-------- Raw data

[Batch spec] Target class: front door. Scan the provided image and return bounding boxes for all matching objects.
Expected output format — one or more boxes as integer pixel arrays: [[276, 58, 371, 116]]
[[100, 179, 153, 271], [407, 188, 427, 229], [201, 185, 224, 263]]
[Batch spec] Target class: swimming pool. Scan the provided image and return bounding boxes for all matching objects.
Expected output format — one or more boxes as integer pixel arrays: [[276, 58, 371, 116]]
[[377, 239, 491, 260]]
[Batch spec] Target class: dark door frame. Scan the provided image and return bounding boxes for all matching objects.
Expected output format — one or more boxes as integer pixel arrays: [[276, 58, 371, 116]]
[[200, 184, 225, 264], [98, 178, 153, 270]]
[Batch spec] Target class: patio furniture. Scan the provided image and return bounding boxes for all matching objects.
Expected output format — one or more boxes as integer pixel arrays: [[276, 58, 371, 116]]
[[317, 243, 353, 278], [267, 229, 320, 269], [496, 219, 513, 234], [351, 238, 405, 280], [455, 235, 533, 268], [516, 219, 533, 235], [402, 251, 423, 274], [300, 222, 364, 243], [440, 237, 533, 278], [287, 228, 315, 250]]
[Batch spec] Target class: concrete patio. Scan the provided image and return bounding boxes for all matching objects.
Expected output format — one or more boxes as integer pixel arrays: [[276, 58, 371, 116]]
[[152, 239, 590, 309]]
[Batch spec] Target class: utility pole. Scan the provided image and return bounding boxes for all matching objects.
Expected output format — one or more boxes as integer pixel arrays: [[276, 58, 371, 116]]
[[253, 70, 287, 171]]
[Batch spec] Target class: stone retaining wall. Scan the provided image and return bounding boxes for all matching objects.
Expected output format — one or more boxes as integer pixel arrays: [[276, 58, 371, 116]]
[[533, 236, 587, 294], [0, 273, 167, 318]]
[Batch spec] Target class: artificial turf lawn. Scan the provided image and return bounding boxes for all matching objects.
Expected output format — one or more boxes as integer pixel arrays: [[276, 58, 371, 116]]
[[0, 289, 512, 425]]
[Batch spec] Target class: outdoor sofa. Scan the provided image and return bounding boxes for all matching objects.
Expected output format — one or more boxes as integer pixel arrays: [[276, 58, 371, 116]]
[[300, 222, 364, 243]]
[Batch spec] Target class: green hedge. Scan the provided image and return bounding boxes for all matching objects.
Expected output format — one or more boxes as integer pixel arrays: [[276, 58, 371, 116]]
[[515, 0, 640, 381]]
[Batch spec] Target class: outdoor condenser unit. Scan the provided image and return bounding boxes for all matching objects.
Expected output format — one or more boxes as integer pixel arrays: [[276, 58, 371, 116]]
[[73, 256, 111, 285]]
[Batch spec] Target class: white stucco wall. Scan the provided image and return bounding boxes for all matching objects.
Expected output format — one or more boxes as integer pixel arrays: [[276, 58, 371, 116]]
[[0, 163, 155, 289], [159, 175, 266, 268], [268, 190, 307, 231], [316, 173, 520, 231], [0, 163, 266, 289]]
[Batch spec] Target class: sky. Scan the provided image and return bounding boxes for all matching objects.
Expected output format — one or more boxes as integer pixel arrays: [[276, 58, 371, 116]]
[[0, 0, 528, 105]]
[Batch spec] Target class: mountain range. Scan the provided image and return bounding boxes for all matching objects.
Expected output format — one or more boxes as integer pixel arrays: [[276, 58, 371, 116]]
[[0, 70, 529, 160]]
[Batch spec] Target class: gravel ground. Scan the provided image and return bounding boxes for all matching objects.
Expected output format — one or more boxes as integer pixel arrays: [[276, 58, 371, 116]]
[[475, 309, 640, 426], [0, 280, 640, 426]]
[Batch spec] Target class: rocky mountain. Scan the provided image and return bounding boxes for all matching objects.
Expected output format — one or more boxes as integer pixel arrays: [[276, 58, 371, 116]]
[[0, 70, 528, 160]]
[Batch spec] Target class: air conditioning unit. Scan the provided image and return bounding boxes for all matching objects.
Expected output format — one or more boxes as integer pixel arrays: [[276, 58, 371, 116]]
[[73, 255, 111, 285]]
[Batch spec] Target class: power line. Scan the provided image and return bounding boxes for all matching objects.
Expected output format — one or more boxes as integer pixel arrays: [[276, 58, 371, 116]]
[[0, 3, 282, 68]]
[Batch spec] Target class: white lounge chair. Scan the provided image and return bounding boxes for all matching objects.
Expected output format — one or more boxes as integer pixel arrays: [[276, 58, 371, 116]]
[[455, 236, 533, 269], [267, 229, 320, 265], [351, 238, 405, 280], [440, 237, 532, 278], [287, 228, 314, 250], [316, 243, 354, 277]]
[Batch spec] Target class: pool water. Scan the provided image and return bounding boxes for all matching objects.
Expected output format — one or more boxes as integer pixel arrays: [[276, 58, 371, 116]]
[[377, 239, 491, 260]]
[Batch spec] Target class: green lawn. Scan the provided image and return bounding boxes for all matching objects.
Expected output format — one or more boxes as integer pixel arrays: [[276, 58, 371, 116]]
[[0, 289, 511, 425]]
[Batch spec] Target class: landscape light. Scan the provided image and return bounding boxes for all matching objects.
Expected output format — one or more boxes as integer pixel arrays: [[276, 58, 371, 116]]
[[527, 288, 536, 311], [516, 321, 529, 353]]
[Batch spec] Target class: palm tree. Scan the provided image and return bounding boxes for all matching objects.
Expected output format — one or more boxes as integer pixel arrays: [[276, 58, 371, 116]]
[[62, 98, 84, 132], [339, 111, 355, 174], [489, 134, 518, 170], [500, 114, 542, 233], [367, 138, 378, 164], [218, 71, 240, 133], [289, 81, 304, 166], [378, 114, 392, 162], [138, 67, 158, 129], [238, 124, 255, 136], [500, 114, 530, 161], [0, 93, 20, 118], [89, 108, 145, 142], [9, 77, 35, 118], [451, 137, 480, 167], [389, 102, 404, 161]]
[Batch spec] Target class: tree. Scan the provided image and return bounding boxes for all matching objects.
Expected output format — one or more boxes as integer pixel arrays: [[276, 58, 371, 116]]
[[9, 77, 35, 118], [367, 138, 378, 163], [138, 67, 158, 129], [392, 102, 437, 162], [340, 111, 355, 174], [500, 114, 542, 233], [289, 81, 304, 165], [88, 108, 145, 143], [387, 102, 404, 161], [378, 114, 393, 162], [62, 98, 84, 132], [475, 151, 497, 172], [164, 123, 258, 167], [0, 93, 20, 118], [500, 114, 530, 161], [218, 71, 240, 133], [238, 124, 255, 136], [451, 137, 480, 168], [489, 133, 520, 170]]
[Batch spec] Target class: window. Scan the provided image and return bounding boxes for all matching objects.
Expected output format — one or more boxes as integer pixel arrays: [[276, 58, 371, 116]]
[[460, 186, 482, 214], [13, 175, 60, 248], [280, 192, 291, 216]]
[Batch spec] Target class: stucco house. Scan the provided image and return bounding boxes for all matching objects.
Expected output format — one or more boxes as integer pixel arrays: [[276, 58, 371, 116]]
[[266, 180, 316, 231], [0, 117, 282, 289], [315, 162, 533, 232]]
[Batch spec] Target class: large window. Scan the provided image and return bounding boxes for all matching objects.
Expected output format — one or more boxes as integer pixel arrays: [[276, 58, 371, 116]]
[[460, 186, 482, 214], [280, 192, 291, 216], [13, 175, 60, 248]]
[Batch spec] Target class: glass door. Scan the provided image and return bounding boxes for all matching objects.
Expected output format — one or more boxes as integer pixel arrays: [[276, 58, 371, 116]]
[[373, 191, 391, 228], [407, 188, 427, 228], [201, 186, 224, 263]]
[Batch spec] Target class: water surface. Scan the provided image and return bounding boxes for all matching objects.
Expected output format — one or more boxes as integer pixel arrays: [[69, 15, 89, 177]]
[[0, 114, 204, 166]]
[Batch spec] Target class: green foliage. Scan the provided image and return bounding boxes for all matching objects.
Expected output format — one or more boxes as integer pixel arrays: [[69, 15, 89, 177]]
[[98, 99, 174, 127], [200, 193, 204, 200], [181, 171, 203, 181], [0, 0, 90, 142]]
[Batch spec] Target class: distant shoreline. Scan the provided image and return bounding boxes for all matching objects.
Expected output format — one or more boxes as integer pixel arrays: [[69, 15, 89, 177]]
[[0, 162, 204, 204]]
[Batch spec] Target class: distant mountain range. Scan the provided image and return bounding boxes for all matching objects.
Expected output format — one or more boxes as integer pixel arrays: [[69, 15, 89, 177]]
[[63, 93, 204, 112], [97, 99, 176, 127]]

----------------

Starting at the line with "[Batch spec] Target class: glass", copy every line up to and including the last one in the entries above.

**Right answer**
[Batch spec] Target class: glass door. Scan the provided image and return bounding boxes for all matching objects.
Expected output format — one or more boxes as integer pixel arrays: [[276, 58, 371, 116]]
[[373, 191, 391, 228], [407, 188, 427, 228], [201, 186, 224, 263]]
[Batch spec] Target class: water surface. Scan the provided image and return bounding boxes for all matching objects.
Expected output format — one or more boxes as integer pixel arrays: [[69, 15, 89, 177]]
[[0, 114, 204, 166]]
[Batch spec] Target class: green foliage. Scan the provided image and return bounding boxes for all matching objects.
Expected output format — one or more boxes as integer pixel arrays: [[69, 15, 89, 177]]
[[98, 99, 174, 127], [200, 193, 204, 200], [181, 171, 203, 181], [0, 0, 90, 142]]
[Batch spec] Target class: distant shoreline. Scan the provided image and return bounding boxes for all matching objects.
Expected output format — one or more boxes as integer pixel arrays: [[69, 15, 89, 177]]
[[0, 162, 204, 204]]
[Batch spec] Target class: distant mountain range. Scan the provided image and return bounding boxes for all matching objects.
Expected output format — one or more boxes as integer pixel arrays: [[69, 15, 89, 177]]
[[63, 93, 204, 112], [97, 99, 176, 127]]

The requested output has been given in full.